Work item: Pictures are not part of the copy; retype all the records below exactly.

Listed records:

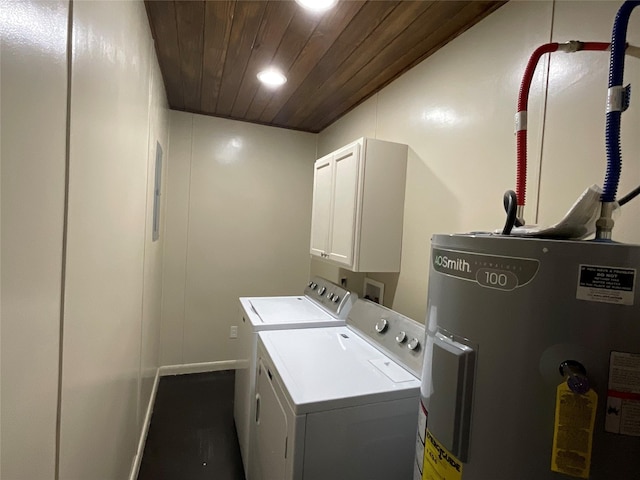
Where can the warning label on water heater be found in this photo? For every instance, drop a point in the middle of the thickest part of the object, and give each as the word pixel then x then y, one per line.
pixel 606 284
pixel 623 398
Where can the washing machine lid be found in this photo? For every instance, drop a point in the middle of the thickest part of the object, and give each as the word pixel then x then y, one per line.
pixel 328 368
pixel 289 312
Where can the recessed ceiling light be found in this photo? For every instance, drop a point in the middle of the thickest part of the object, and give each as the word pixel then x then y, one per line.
pixel 272 77
pixel 317 5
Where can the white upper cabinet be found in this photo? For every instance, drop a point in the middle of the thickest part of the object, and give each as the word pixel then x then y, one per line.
pixel 358 206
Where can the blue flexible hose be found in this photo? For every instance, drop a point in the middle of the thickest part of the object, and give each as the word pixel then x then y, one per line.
pixel 616 74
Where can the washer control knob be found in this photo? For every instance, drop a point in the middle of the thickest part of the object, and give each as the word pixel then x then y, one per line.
pixel 382 325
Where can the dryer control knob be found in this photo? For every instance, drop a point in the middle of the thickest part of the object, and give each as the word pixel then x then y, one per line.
pixel 382 325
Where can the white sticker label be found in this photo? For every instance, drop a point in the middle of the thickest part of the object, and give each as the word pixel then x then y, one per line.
pixel 623 399
pixel 606 284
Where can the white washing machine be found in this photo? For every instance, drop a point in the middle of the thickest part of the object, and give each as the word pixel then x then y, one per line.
pixel 323 304
pixel 339 403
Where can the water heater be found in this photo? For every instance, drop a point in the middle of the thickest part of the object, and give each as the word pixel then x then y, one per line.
pixel 532 360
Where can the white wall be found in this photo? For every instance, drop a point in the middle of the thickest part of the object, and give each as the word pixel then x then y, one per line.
pixel 238 224
pixel 113 268
pixel 112 282
pixel 455 111
pixel 33 117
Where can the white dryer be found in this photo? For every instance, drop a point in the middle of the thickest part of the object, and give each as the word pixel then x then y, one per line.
pixel 323 304
pixel 339 403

Task solution:
Where can the warning label on water heater be found in this photo? For every instance, drop a point in the middle of the thickest part of the object, and give each as the word pixel then x then y, one per line.
pixel 606 284
pixel 623 398
Where can the washing machine lid be found in this photo? For every instance, drop a point in the middle of the thickest part of the object, and give each as the word pixel then x then y, one per line.
pixel 328 368
pixel 289 312
Where can the recessed ceiling light be found in this photo? For every instance, drop a point in the middle of the thickest part of the object, and give each as the word pixel then x then y, one per line.
pixel 272 77
pixel 317 5
Where can the white upper cabinet be found in this photo? For every instance, drop a point in the middle of the thickest part of the object, and give each as the word pixel then x then y, one per line.
pixel 358 206
Where can the blue flexible hose be found in this photo? For every instance, drop a point in the middle of the thickest part of the object, and give each as the word pixel then x then y, one per line.
pixel 616 74
Where can the washer control knob be found in this photo? For every instance, drop a point in the middle of the thickest part of the object, and give each as the word pixel then x then y, one per line.
pixel 382 325
Where can the dryer control knob be found in this photo? For every instance, drop a point in the middle of the thickest part of the object, and give each as the word pixel then x then y, one per line.
pixel 382 325
Where can the white sticker label be found in this photo? For every instance, drop a point in the middle of the thickest part of the object, and give each as the word pixel then x then y, one per line.
pixel 623 399
pixel 606 284
Where can the white washing machine be found in this photo? For every instance, drop a point in the middle of the thickest part of the object, and give each as the word pixel then x then y, one per line.
pixel 323 304
pixel 339 403
Where can the water heater be found in this photo? For every instance, drop a point in the middle of the thickest part of the object, and give each as the word pixel then x then y, one per line.
pixel 532 360
Where can the white wall be found in this photo? For every instance, drop a point in the middle of the thickest part of the object, and give each as the word pixel then x then y, one per line.
pixel 238 224
pixel 113 268
pixel 112 282
pixel 455 111
pixel 33 117
Where can the white dryer be found in this photo? For every instance, drop a point in the middle of the thickest part of the object, and give each as the word pixel then x then y, one per line.
pixel 323 304
pixel 339 403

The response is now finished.